- Source material
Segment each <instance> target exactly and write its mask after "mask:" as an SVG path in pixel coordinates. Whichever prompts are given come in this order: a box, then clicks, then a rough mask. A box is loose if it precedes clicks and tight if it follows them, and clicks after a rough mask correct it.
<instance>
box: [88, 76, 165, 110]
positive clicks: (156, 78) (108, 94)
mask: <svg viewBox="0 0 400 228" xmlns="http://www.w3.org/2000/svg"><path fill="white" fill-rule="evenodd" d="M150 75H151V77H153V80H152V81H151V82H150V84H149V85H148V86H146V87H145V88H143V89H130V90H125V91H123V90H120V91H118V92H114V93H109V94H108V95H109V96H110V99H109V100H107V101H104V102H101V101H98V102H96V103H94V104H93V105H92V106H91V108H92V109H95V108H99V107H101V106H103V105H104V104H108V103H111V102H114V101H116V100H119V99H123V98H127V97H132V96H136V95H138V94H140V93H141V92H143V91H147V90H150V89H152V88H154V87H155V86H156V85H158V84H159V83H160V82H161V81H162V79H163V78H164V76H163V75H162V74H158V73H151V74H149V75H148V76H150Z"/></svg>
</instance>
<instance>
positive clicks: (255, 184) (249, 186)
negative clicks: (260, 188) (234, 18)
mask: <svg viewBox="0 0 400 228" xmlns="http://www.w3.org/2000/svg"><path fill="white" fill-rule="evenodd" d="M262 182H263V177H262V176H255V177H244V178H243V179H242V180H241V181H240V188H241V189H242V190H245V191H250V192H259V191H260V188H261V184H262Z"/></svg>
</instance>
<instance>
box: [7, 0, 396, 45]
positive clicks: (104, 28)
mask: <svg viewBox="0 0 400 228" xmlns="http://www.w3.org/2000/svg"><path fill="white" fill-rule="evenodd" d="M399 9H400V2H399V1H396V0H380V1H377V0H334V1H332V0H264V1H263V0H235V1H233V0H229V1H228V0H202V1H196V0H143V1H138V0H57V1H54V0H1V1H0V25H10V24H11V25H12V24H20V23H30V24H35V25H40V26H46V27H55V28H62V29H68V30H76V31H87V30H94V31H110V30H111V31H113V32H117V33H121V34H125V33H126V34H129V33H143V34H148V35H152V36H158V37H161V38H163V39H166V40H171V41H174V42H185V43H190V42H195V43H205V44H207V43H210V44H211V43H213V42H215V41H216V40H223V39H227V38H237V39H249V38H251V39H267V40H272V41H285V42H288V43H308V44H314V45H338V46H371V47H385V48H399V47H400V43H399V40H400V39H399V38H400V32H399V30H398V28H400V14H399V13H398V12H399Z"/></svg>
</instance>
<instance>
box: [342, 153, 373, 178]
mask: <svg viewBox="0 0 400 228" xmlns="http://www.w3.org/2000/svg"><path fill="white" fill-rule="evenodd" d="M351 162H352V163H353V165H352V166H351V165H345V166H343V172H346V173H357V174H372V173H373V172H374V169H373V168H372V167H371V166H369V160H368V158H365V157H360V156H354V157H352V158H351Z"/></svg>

- Task directions
Transcribe the data above completely and exactly.

- Solution for this problem
Segment each <instance> target exactly and write its mask after "mask:" as an SVG path in pixel coordinates. Whichever prompts are given come in this order: a box, then clicks, then a rough mask. A box is loose if it precedes clicks and tight if it follows them, and clicks after a rough mask correct it.
<instance>
box: [88, 76, 165, 110]
positive clicks: (156, 78) (108, 94)
mask: <svg viewBox="0 0 400 228" xmlns="http://www.w3.org/2000/svg"><path fill="white" fill-rule="evenodd" d="M150 75H151V77H153V80H152V81H151V82H150V84H149V85H148V86H146V87H145V88H143V89H130V90H125V91H123V90H120V91H118V92H114V93H109V94H108V95H109V96H110V99H109V100H107V101H104V102H101V101H98V102H96V103H94V104H93V105H92V106H91V108H92V109H95V108H99V107H101V106H103V105H104V104H108V103H111V102H114V101H116V100H119V99H123V98H127V97H132V96H136V95H138V94H140V93H141V92H143V91H147V90H150V89H152V88H154V87H155V86H156V85H158V84H159V83H160V82H161V81H162V79H163V78H164V76H163V75H162V74H158V73H151V74H149V75H148V76H150Z"/></svg>
</instance>
<instance>
positive clicks: (255, 184) (249, 186)
negative clicks: (260, 188) (234, 18)
mask: <svg viewBox="0 0 400 228" xmlns="http://www.w3.org/2000/svg"><path fill="white" fill-rule="evenodd" d="M262 182H263V177H262V176H255V177H244V178H243V179H242V180H241V181H240V188H241V189H242V190H245V191H250V192H259V191H260V188H261V184H262Z"/></svg>
</instance>
<instance>
box: [7, 0, 396, 45]
positive clicks: (104, 28)
mask: <svg viewBox="0 0 400 228" xmlns="http://www.w3.org/2000/svg"><path fill="white" fill-rule="evenodd" d="M399 9H400V2H399V1H396V0H380V1H377V0H334V1H332V0H264V1H263V0H235V1H233V0H229V1H228V0H202V1H196V0H143V1H138V0H57V1H54V0H1V1H0V25H10V24H11V25H12V24H20V23H30V24H35V25H40V26H46V27H55V28H62V29H68V30H76V31H87V30H94V31H110V30H111V31H113V32H117V33H121V34H125V33H126V34H129V33H143V34H148V35H152V36H158V37H161V38H163V39H166V40H171V41H174V42H185V43H190V42H195V43H205V44H207V43H210V44H211V43H213V42H215V41H216V40H223V39H227V38H237V39H249V38H251V39H267V40H272V41H285V42H288V43H308V44H314V45H338V46H371V47H385V48H399V47H400V43H399V40H400V39H399V38H400V32H399V30H398V28H400V14H399V13H398V12H399Z"/></svg>
</instance>
<instance>
box: [342, 153, 373, 178]
mask: <svg viewBox="0 0 400 228" xmlns="http://www.w3.org/2000/svg"><path fill="white" fill-rule="evenodd" d="M351 162H352V163H353V165H352V166H351V165H345V166H343V172H346V173H357V174H372V173H373V172H374V169H373V168H372V167H371V166H369V160H368V158H365V157H360V156H354V157H352V158H351Z"/></svg>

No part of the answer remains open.